» SUPPLIED PASSAGE:
===============

The U.S. dollar had a good week ending May 17th. The dollar index (NYSEARCA:UUP) closed the week above what I call the "QE2 reference price," the level of the index the day before Federal Reserve Chair Ben Bernanke telegraphed the imminent arrival of a second round of quantitative easing in late August 2010. Since then, the dollar index has only crossed this level once, although it came extremely close to doing so last month. Trading relative to the QE2 reference price is an important symbol of the market's sentiment toward the U.S. dollar. When QE3 failed to drive the U.S. dollar lower, the QE2 reference price loomed larger and larger with time.
The dollar index surges into its QE2 reference price
Traders have gotten quite bullish on the U.S. dollar. Reuters reported that bullish bets on the U.S. dollar have reached an 11-month high:
"Currency speculators increased their bets in favor of the U.S. dollar to the highest in 11 months in the latest week, according to data from the Commodity Futures Trading Commission released on Friday. The value of the dollar's net long position rose to $32.27 billion in the week ended May 14, the highest since mid-June, 2012, from $26.83 billion in the previous week."

===============

[Coordinate annotation entries]

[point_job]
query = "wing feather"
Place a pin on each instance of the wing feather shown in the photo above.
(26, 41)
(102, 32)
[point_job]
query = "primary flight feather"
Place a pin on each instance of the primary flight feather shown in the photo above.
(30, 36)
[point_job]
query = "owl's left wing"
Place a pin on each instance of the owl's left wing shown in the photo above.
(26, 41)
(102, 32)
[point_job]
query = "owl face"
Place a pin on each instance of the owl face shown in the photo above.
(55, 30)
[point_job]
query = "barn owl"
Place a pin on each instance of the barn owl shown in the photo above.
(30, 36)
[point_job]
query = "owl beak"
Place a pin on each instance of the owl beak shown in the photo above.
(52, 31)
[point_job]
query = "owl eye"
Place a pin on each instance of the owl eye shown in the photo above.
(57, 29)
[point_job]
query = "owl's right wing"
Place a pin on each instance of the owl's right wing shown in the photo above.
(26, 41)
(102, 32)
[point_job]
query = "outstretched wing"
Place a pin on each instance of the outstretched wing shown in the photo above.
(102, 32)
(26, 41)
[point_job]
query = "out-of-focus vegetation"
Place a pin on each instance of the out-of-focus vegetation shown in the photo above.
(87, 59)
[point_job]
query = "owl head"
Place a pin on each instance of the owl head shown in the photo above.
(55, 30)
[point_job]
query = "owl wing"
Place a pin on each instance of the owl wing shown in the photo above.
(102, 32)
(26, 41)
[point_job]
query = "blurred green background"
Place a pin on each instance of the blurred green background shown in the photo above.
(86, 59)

===============

» REQUIREMENT A:
List every time reference in the passage on the U.S. dollar that names a specific month, wording each one as the passage does.
» REQUIREMENT B:
Write out the passage on the U.S. dollar from "The U.S. dollar had" up to and including "larger with time.".
The entries are not needed for what follows.

» EXERCISE RESULT A:
- May 17th
- late August 2010
- May 14
- mid-June, 2012

» EXERCISE RESULT B:
The U.S. dollar had a good week ending May 17th. The dollar index (NYSEARCA:UUP) closed the week above what I call the "QE2 reference price," the level of the index the day before Federal Reserve Chair Ben Bernanke telegraphed the imminent arrival of a second round of quantitative easing in late August 2010. Since then, the dollar index has only crossed this level once, although it came extremely close to doing so last month. Trading relative to the QE2 reference price is an important symbol of the market's sentiment toward the U.S. dollar. When QE3 failed to drive the U.S. dollar lower, the QE2 reference price loomed larger and larger with time.